→ **What is needed**
Nothing but an exact copy of the listing should appear in the response.
╭─ Supplied material
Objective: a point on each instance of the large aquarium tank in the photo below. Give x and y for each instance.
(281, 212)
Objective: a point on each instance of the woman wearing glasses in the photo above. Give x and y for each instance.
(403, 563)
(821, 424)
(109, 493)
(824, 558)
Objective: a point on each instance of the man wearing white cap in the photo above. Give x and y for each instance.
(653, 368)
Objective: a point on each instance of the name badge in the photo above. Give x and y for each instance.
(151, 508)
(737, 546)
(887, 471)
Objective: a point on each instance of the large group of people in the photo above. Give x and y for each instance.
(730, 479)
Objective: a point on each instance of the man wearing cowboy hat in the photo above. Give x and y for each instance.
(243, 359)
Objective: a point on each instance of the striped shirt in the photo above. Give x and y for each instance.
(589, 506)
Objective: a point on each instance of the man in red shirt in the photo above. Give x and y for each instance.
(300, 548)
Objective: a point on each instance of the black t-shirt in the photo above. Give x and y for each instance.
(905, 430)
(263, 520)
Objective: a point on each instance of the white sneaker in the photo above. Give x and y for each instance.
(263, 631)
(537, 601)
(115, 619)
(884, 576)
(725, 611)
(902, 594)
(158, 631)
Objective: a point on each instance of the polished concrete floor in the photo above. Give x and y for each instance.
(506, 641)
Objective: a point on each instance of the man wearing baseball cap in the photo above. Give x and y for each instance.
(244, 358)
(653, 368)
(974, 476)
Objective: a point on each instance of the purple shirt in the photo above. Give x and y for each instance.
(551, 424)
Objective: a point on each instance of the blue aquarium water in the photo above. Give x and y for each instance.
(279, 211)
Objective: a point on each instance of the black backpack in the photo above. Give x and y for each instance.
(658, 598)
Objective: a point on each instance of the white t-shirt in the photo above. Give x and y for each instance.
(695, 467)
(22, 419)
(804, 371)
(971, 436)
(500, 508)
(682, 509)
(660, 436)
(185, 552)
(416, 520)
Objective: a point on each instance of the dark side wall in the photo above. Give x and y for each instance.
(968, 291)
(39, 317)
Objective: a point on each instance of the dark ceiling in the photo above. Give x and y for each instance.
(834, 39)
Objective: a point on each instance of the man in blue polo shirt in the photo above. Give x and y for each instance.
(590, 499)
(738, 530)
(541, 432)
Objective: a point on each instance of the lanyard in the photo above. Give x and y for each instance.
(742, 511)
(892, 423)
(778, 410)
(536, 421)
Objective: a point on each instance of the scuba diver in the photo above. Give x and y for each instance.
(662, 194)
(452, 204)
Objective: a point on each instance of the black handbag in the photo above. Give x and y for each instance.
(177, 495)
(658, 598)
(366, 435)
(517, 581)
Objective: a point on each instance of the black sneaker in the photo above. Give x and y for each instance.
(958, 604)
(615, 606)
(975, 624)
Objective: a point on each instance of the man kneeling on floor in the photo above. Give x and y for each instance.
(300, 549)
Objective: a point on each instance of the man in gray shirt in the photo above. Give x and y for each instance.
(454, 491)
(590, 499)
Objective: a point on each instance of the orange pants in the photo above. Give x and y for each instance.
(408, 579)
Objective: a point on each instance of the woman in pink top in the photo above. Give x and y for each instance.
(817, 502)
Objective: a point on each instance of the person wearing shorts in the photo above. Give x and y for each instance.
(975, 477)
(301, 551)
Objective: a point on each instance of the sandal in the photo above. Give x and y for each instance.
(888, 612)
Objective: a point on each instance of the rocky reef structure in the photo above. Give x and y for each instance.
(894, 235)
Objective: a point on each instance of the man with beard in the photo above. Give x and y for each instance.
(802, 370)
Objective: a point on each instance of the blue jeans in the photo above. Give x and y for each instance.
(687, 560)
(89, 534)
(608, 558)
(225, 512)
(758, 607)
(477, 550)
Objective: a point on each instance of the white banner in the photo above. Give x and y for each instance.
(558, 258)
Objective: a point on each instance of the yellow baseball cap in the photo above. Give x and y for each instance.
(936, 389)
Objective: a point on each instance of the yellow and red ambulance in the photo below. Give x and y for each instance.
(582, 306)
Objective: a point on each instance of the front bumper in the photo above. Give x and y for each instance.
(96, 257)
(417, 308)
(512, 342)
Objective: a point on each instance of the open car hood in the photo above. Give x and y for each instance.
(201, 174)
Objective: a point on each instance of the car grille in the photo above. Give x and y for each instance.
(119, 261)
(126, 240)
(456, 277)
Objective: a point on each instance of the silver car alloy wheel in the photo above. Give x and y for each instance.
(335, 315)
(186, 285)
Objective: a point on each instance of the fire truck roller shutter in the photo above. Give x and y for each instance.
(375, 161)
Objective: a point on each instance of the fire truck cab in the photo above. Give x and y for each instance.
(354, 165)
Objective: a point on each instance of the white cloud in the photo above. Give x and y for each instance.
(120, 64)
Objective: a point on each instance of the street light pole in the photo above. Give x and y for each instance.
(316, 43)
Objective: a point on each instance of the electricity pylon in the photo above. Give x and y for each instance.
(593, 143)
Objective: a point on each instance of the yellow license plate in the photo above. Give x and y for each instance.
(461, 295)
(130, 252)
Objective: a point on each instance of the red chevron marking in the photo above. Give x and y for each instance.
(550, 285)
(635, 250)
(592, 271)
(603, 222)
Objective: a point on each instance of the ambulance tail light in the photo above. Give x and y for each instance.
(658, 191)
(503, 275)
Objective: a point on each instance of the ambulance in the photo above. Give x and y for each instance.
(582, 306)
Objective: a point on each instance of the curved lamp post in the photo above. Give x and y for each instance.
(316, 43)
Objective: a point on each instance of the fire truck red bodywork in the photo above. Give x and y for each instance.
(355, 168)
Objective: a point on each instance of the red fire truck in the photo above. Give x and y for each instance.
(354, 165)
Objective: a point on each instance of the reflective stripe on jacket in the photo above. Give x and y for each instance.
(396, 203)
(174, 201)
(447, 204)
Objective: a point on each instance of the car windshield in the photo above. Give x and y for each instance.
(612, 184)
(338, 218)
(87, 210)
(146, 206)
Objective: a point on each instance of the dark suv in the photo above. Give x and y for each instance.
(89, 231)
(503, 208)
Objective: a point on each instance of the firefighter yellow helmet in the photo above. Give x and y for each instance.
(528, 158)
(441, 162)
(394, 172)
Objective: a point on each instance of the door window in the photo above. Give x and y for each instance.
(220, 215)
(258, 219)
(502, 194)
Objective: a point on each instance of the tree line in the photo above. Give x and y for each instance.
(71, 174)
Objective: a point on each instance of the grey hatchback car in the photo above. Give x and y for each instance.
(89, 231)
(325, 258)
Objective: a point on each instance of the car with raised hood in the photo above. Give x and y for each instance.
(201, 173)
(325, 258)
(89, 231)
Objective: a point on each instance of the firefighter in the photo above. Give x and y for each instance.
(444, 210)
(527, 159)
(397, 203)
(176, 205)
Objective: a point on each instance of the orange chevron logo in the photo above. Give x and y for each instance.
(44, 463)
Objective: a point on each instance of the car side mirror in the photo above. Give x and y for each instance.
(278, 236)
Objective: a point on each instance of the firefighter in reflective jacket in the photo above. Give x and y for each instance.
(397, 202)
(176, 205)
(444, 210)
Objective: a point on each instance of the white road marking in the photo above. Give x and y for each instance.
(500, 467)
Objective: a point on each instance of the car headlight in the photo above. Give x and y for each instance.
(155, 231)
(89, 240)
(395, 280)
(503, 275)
╰─
→ **Solution to the exercise**
Objective: a point on each instance of the large aquarium tank in the photo below. Give x and y for each instance.
(281, 212)
Objective: a point on each instance of the woman wearing glasses in the photo above. Give x and y for each instance.
(403, 563)
(821, 424)
(109, 493)
(824, 558)
Objective: a point on each instance of the man wearing white cap in the photo above. Give x and y for each instance.
(653, 368)
Objective: a point on each instance of the name badge in the photo above. Give x and y for each instance.
(151, 508)
(737, 546)
(887, 471)
Objective: a point on each instance of the large group of people in the photo above. Give x and y for each instance.
(730, 479)
Objective: a point on each instance of the man wearing cowboy hat in the photo above. Give x and y for each instance.
(243, 359)
Objective: a point on each instance of the striped shirt in the photo above. Give x and y for each instance.
(589, 506)
Objective: a point on each instance of the man in red shirt in the photo above. Give x and y for each instance.
(300, 548)
Objective: a point on each instance of the black t-shirt in the photo above. Give x and y for each instance.
(905, 430)
(263, 520)
Objective: a point on each instance of the white sneaker in the photo above. Give x and y for each instance.
(263, 631)
(537, 601)
(115, 619)
(884, 576)
(725, 611)
(902, 594)
(158, 631)
Objective: a point on each instance of the polished concrete floor in the photo above. Give x and y for each instance.
(506, 641)
Objective: a point on each instance of the man wearing baseball cap in the photo above. Give x and y for each instance.
(244, 358)
(653, 368)
(974, 476)
Objective: a point on each instance of the purple shirt in the photo above. Give x and y for each instance.
(551, 424)
Objective: a point on each instance of the blue aquarium water in the photo above. Give x and y for each instance.
(279, 211)
Objective: a point on each instance of the black backpack in the photo above. Give x and y for each instance.
(658, 598)
Objective: a point on each instance of the white t-shirt in the photo above. Give x and y for each instance.
(695, 467)
(22, 419)
(804, 371)
(971, 436)
(500, 508)
(682, 509)
(660, 436)
(185, 552)
(416, 520)
Objective: a point on each instance of the dark side wall in the photo above. Give x and y for each instance.
(968, 291)
(39, 317)
Objective: a point on each instance of the dark ceiling in the photo above. Give x and y for each instance.
(834, 39)
Objective: a point on each instance of the man in blue polo shirt in the photo above. Give x and y for each instance.
(590, 499)
(738, 530)
(541, 432)
Objective: a point on each instance of the lanyard in the photo above. Give x and y for each instance.
(742, 511)
(892, 423)
(778, 410)
(536, 421)
Objective: a point on each instance of the scuba diver in the photo above. Give x and y for each instance.
(662, 194)
(452, 204)
Objective: a point on each instance of the black handbag in the photo above. Give x and y for each instance.
(177, 495)
(658, 598)
(366, 435)
(517, 581)
Objective: a point on each instance of the black sneaker in the photo above. Give x and y for each instance.
(958, 604)
(615, 606)
(975, 624)
Objective: a point on each instance of the man kneeling on floor in the photo above. Give x and y for each instance.
(300, 549)
Objective: a point on each instance of the man in gray shirt in the photo above. Give x and y for each instance.
(454, 491)
(590, 499)
Objective: a point on each instance of the orange pants in the photo above. Give x and y for each instance.
(408, 579)
Objective: a point on each instance of the woman in pink top in the photo above. Give x and y for each instance.
(817, 502)
Objective: a point on each instance of the person wearing shorts in the photo above. Give x and y for each instance.
(975, 477)
(301, 551)
Objective: a point on each instance of the sandal in the photo above. Give x and y for each instance.
(888, 612)
Objective: a point on each instance of the rocky reef structure in the photo above. Give x and y for each instance.
(894, 235)
Objective: a point on each instance of the man with beard in the photo above. Give x and y for each instance.
(802, 370)
Objective: a point on each instance of the blue jeans in the photo above. Give x and y for each instance.
(687, 560)
(89, 534)
(608, 558)
(225, 512)
(758, 607)
(477, 550)
Objective: a point on each instance of the white banner in the photo above. Give x and y for each instance.
(558, 258)
Objective: a point on each instance of the yellow baseball cap in the photo above. Give x and y for each instance.
(936, 389)
Objective: a point on each instance of the yellow and red ambulance in the photo below. Give x and y for each instance.
(582, 306)
Objective: a point on each instance of the front bumper in the photo above. Give x and y for each instance.
(96, 257)
(417, 308)
(512, 342)
Objective: a point on each instance of the open car hood in the photo above. Give x and y for each instance.
(201, 174)
Objective: a point on each instance of the car grille in the photo above. Give x and y for each instance.
(119, 261)
(126, 240)
(456, 277)
Objective: a point on each instance of the silver car alloy wheel in the photo above. Give x and y for each instance.
(335, 315)
(186, 285)
Objective: a point on each instance of the fire truck roller shutter in the photo above. Give x and y for each instance.
(375, 161)
Objective: a point on each instance of the fire truck cab in the photo above. Give x and y for each instance.
(354, 165)
Objective: a point on each instance of the white cloud in the photo above. Give x and y for each instance.
(120, 64)
Objective: a point on each instance of the street light pole in the photo above. Give x and y for each instance.
(316, 43)
Objective: a point on each instance of the electricity pylon in the photo above. Give x and y for each instance.
(593, 143)
Objective: a point on each instance of the yellow license plate in the photo above. Give x and y for each instance.
(461, 295)
(130, 252)
Objective: a point on each instance of the red chevron marking in the photo above. Give x and y for each instance.
(550, 285)
(635, 250)
(592, 271)
(603, 222)
Objective: a point on each instance of the ambulance tail light in the photo above. Give x and y for each instance.
(658, 191)
(503, 275)
Objective: a point on each instance of the ambulance in the photo above. Give x and y for each instance.
(582, 306)
Objective: a point on each instance of the curved lamp post in the photo above. Give x and y for each instance.
(316, 43)
Objective: a point on each instance of the fire truck red bodywork in the photo above. Give x and y for each instance.
(355, 168)
Objective: a point on each instance of the red fire truck in the photo above. Give x and y for each instance.
(354, 165)
Objective: a point on each instance of the reflective stripe on jacket in the photo above. Give x and y for each instance.
(396, 203)
(174, 201)
(447, 204)
Objective: a point on each instance of the car windshield in the photo above. Give x and y for each instance.
(612, 184)
(338, 218)
(87, 210)
(146, 206)
Objective: a point on each instance of the dark suv in the photo above. Give x and y for each instance.
(89, 231)
(503, 208)
Objective: a point on each instance of the firefighter yellow helmet in the photo above. Give x and y for each instance.
(528, 158)
(441, 162)
(394, 172)
Objective: a point on each instance of the door window in the photo above. Give x and y for each instance.
(220, 215)
(258, 219)
(502, 194)
Objective: a point on each instance of the tree line in the photo above. Give x and y for each instance.
(71, 174)
Objective: a point on each instance of the grey hatchback car in the photo above. Give x and y for each instance.
(89, 231)
(325, 258)
Objective: a point on each instance of the car with raised hood in the photo above. Give x and y for each instance.
(201, 173)
(325, 258)
(89, 231)
Objective: a point on each instance of the firefighter in the photo above. Give x and y for each instance.
(444, 210)
(527, 159)
(397, 203)
(176, 205)
Objective: a point on each instance of the orange chevron logo in the photo above. Give x and y for each instance.
(44, 463)
Objective: a point on each instance of the car side mirror in the photo above. Give x and y for each instance.
(278, 236)
Objective: a point on each instance of the firefighter in reflective jacket in the photo above. Give x and y for each instance.
(397, 202)
(176, 205)
(444, 210)
Objective: a point on each instance of the white road marking in the photo above. Give x and y for each instance.
(500, 467)
Objective: a point on each instance of the car headlight in the photo above. Give x and y for each instance.
(155, 231)
(89, 240)
(395, 280)
(503, 275)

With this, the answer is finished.